_What is needed_
Below are the records. List every line holding the word "throw".

════════

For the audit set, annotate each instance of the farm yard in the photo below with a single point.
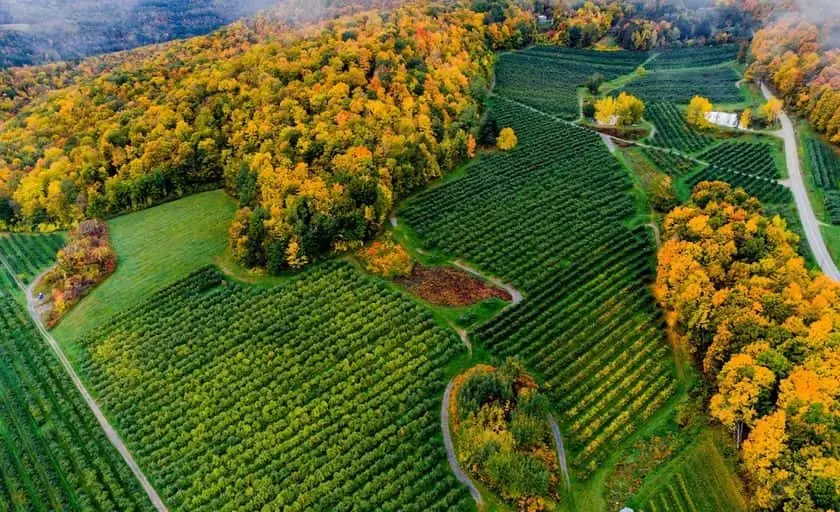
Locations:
(319, 394)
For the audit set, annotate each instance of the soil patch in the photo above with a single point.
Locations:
(448, 286)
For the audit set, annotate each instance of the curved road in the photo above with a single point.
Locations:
(561, 452)
(450, 448)
(800, 194)
(110, 433)
(515, 295)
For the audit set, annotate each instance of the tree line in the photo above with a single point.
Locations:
(765, 334)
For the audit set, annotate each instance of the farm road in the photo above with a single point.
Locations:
(450, 448)
(561, 452)
(110, 433)
(800, 194)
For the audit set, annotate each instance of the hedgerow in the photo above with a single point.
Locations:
(672, 130)
(547, 216)
(679, 86)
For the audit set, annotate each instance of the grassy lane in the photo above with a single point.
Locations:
(155, 247)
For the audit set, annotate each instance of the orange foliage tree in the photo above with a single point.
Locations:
(766, 334)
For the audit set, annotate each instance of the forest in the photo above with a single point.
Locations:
(763, 330)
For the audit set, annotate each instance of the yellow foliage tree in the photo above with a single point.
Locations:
(772, 109)
(698, 107)
(507, 139)
(606, 110)
(746, 119)
(629, 109)
(764, 331)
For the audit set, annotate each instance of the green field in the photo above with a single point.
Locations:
(680, 85)
(155, 248)
(549, 218)
(319, 394)
(321, 390)
(680, 58)
(758, 158)
(547, 78)
(29, 255)
(672, 130)
(54, 454)
(699, 481)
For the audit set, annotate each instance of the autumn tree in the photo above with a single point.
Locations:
(764, 333)
(746, 119)
(771, 110)
(605, 110)
(507, 139)
(696, 112)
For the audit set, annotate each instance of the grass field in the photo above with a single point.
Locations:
(155, 248)
(29, 255)
(698, 481)
(680, 85)
(319, 394)
(54, 455)
(680, 58)
(547, 78)
(548, 217)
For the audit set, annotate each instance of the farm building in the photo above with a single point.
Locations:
(725, 119)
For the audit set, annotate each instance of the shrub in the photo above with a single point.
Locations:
(507, 139)
(387, 259)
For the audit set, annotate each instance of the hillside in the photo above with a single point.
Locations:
(486, 255)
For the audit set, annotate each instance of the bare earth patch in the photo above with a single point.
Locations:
(448, 286)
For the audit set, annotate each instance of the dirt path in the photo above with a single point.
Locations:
(110, 433)
(800, 195)
(656, 235)
(450, 448)
(561, 451)
(516, 297)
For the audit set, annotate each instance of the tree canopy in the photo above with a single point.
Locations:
(766, 335)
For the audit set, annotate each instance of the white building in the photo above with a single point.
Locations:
(725, 119)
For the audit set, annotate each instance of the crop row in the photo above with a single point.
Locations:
(548, 217)
(672, 131)
(700, 483)
(694, 57)
(547, 78)
(755, 158)
(679, 86)
(765, 189)
(28, 255)
(825, 164)
(320, 394)
(54, 455)
(832, 205)
(672, 164)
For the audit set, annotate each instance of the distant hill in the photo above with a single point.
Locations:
(39, 31)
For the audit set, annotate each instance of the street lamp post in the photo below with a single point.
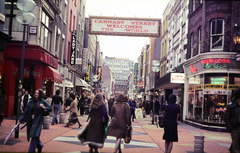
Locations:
(155, 69)
(24, 17)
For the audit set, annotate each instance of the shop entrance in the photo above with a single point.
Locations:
(30, 87)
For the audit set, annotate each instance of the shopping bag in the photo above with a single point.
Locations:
(128, 136)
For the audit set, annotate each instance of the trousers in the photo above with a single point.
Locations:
(35, 143)
(56, 108)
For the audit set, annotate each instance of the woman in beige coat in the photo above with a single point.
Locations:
(121, 120)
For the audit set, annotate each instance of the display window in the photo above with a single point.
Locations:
(209, 95)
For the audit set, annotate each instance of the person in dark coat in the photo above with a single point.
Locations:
(121, 120)
(82, 105)
(170, 123)
(56, 101)
(34, 113)
(98, 118)
(233, 121)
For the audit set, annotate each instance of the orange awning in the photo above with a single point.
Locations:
(53, 74)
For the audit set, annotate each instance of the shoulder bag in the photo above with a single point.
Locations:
(128, 136)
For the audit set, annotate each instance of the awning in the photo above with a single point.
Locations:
(53, 74)
(81, 83)
(68, 84)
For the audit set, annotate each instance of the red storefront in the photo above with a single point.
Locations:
(45, 72)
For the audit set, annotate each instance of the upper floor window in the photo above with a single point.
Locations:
(191, 45)
(199, 40)
(217, 30)
(46, 31)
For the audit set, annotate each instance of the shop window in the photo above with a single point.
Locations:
(217, 30)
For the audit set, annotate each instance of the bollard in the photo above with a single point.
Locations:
(199, 144)
(51, 116)
(62, 117)
(46, 122)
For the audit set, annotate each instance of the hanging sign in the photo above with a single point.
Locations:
(73, 47)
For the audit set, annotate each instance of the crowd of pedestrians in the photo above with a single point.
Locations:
(120, 110)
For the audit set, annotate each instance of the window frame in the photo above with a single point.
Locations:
(211, 35)
(191, 44)
(199, 40)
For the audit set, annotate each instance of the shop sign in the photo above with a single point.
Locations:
(26, 73)
(2, 17)
(177, 78)
(147, 27)
(73, 47)
(218, 80)
(99, 73)
(212, 63)
(140, 84)
(88, 74)
(85, 62)
(218, 91)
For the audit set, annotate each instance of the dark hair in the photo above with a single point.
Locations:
(97, 101)
(40, 94)
(237, 93)
(72, 96)
(121, 98)
(2, 91)
(172, 99)
(57, 92)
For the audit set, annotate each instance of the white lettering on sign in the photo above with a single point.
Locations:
(124, 26)
(177, 78)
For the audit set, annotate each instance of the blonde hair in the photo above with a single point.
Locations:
(97, 101)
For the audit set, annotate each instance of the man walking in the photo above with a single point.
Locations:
(56, 100)
(233, 121)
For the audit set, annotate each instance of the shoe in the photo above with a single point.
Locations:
(66, 125)
(40, 148)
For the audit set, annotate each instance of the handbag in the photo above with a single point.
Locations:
(105, 130)
(161, 120)
(128, 136)
(45, 113)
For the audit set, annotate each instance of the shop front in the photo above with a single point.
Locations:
(171, 83)
(39, 62)
(209, 85)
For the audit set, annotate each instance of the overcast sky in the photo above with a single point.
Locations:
(121, 46)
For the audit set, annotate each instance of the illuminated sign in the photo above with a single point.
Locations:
(177, 78)
(193, 69)
(99, 73)
(215, 63)
(73, 47)
(140, 84)
(218, 80)
(88, 74)
(85, 62)
(145, 27)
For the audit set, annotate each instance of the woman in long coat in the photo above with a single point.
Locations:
(34, 114)
(94, 132)
(73, 112)
(121, 120)
(170, 123)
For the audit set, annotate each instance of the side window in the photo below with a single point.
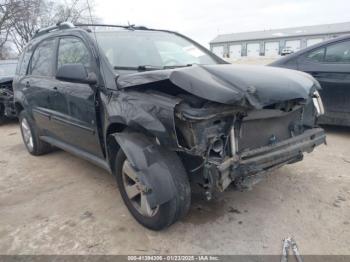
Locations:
(316, 55)
(73, 51)
(42, 59)
(338, 53)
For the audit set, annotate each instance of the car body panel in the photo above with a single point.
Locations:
(334, 79)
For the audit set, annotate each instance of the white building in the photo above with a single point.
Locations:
(271, 42)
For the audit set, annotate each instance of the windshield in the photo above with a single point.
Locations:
(150, 49)
(7, 69)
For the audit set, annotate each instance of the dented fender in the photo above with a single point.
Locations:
(155, 165)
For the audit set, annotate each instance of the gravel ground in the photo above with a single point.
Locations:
(60, 204)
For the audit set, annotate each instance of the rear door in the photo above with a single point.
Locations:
(81, 121)
(330, 65)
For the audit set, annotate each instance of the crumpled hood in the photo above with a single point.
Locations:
(242, 85)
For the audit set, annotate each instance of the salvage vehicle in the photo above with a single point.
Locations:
(7, 71)
(329, 63)
(161, 112)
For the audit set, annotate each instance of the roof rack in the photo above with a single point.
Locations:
(130, 27)
(58, 26)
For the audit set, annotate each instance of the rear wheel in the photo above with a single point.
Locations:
(135, 198)
(30, 136)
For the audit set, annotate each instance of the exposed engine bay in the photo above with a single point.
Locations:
(7, 108)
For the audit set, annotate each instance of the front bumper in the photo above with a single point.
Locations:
(269, 157)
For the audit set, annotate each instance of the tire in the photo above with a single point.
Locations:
(34, 145)
(165, 214)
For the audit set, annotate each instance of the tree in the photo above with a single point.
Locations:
(27, 16)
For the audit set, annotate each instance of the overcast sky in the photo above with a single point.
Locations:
(202, 20)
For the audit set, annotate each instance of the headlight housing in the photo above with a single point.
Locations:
(316, 99)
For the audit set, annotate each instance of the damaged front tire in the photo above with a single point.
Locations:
(134, 195)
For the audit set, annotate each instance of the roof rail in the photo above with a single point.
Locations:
(58, 26)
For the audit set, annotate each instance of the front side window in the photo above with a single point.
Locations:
(316, 55)
(73, 51)
(135, 48)
(42, 59)
(338, 53)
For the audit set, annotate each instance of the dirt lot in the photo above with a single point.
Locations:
(60, 204)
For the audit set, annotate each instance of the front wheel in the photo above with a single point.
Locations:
(135, 199)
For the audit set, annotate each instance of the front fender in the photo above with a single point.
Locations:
(155, 165)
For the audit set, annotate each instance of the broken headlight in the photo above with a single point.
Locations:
(316, 99)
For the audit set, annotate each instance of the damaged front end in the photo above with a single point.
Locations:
(7, 108)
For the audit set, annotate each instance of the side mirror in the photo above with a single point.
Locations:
(76, 73)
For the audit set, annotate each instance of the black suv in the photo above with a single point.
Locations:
(7, 71)
(161, 113)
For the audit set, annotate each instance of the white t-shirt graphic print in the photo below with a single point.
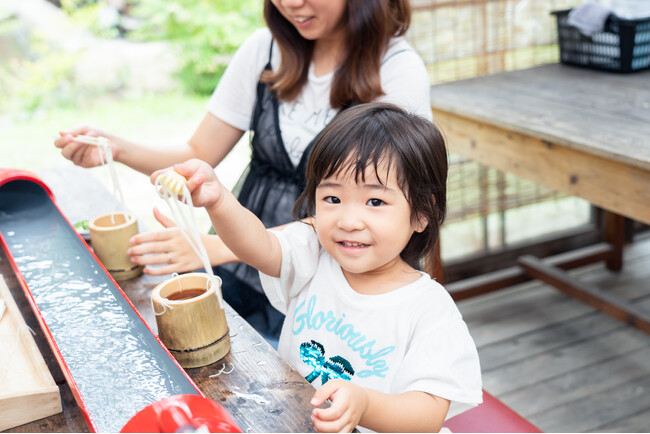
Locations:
(412, 338)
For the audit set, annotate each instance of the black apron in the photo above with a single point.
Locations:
(271, 185)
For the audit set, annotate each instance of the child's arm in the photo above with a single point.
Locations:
(239, 229)
(353, 405)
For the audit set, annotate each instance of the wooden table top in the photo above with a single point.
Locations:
(607, 114)
(263, 393)
(582, 132)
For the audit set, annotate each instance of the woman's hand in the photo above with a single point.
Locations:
(202, 182)
(349, 403)
(167, 247)
(82, 154)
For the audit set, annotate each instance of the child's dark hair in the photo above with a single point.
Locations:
(369, 134)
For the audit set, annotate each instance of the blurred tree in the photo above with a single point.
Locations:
(205, 32)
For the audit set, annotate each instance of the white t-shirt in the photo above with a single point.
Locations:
(412, 338)
(404, 80)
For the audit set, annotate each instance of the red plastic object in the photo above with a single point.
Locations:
(182, 413)
(492, 416)
(9, 175)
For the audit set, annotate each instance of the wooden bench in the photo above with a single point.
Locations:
(490, 416)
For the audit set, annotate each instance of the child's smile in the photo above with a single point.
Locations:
(364, 226)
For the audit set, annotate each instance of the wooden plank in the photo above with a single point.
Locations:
(576, 383)
(549, 365)
(591, 294)
(601, 409)
(545, 339)
(607, 183)
(510, 276)
(533, 103)
(637, 423)
(28, 390)
(511, 313)
(547, 336)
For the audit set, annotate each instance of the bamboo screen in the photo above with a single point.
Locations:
(466, 38)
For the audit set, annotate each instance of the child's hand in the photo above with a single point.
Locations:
(349, 403)
(202, 182)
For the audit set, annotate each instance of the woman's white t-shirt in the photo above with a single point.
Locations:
(404, 81)
(412, 338)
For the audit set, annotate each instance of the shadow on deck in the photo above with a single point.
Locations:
(561, 364)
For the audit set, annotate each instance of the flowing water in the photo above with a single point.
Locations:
(115, 361)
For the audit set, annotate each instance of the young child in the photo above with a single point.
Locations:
(385, 342)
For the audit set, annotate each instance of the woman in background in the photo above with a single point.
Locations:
(285, 83)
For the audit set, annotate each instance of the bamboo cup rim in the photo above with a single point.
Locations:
(103, 222)
(157, 296)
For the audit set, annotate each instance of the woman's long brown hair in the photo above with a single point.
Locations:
(369, 23)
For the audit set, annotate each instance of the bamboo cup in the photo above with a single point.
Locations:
(109, 236)
(194, 330)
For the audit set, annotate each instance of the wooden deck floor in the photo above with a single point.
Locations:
(560, 363)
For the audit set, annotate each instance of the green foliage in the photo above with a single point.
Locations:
(206, 33)
(39, 82)
(87, 13)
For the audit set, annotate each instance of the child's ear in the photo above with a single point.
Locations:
(421, 224)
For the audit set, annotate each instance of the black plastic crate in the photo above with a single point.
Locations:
(622, 46)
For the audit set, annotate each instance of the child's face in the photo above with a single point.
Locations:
(364, 226)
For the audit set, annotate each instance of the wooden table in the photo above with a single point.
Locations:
(582, 132)
(263, 393)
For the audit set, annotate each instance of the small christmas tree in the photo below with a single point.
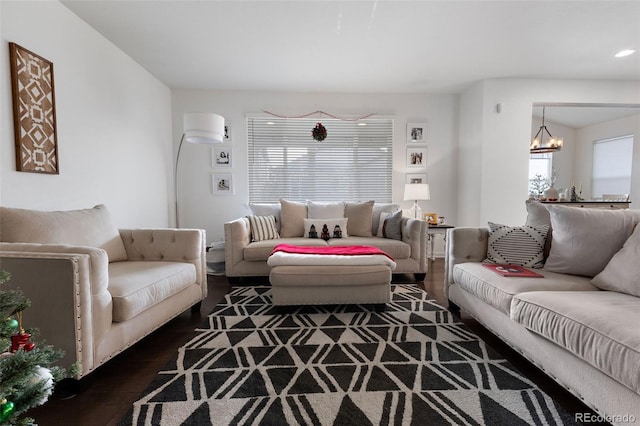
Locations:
(27, 374)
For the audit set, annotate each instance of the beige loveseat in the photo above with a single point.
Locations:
(580, 324)
(96, 290)
(405, 239)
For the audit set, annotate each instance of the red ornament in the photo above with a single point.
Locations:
(21, 341)
(319, 132)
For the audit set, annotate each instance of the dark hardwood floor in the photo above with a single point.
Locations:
(108, 393)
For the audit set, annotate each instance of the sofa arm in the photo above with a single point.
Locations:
(464, 245)
(414, 233)
(237, 235)
(170, 245)
(67, 287)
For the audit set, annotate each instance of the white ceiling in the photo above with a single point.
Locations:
(382, 46)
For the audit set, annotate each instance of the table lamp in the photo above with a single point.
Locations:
(416, 192)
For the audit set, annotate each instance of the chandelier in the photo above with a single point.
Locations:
(543, 141)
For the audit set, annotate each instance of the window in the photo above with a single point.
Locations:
(353, 163)
(539, 170)
(612, 159)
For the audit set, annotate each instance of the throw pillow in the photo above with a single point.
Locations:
(360, 217)
(392, 226)
(326, 228)
(325, 210)
(585, 240)
(378, 209)
(266, 209)
(88, 227)
(538, 215)
(263, 228)
(517, 245)
(292, 215)
(622, 272)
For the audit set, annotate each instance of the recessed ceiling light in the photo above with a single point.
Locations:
(623, 53)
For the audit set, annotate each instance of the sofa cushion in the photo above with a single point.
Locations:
(623, 270)
(517, 245)
(292, 215)
(260, 251)
(138, 285)
(88, 227)
(378, 209)
(325, 210)
(326, 228)
(263, 227)
(360, 217)
(394, 248)
(584, 240)
(498, 291)
(599, 327)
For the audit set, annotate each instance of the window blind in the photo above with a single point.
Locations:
(612, 162)
(353, 163)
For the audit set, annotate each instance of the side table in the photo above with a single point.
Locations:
(432, 232)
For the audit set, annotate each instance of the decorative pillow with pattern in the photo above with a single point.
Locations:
(326, 228)
(263, 228)
(517, 245)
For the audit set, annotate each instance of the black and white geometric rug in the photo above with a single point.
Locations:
(412, 364)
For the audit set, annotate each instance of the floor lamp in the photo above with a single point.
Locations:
(415, 192)
(200, 128)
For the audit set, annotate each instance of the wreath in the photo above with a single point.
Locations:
(319, 132)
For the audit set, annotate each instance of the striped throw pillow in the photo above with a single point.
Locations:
(517, 245)
(263, 228)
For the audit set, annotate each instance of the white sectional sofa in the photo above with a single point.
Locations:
(401, 237)
(96, 290)
(580, 323)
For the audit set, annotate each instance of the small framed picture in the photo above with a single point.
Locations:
(417, 158)
(416, 178)
(221, 156)
(222, 184)
(416, 132)
(227, 131)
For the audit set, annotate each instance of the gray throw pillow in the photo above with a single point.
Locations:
(392, 226)
(585, 240)
(622, 272)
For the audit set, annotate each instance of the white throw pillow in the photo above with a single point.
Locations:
(88, 227)
(325, 210)
(292, 215)
(584, 240)
(266, 209)
(517, 245)
(623, 270)
(326, 228)
(263, 228)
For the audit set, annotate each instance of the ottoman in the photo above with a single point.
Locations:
(310, 279)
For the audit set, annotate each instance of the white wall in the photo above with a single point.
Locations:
(503, 175)
(114, 122)
(584, 152)
(200, 208)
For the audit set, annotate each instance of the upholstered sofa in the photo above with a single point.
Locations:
(580, 323)
(96, 290)
(360, 223)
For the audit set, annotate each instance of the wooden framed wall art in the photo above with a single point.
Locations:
(34, 112)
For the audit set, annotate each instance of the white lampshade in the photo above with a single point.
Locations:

════════

_Answer to the problem_
For the audit set, annotate each instance of the throw pillow in the photo above with a single point.
For the audit set, annotate each instance of the striped throw pillow in the photo above with a single point.
For the audit set, annotate each instance of the gray throw pillow in the photo above with a single point.
For the audit set, annotate each instance of the white throw pillow in the photo above with a single point.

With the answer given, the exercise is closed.